Given request:
Pick out each line in the records below that contains the string "test", and copy those lines.

[Start Supplied entries]

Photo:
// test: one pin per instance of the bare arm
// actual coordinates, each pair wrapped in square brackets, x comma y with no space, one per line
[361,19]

[End Supplied entries]
[Start Supplied entries]

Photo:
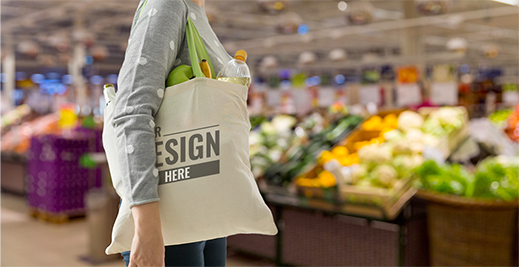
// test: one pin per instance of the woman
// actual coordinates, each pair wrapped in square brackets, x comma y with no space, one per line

[End Supplied entries]

Correct response:
// test: one pin per instance of the bare arm
// test: one pin per instance of the woman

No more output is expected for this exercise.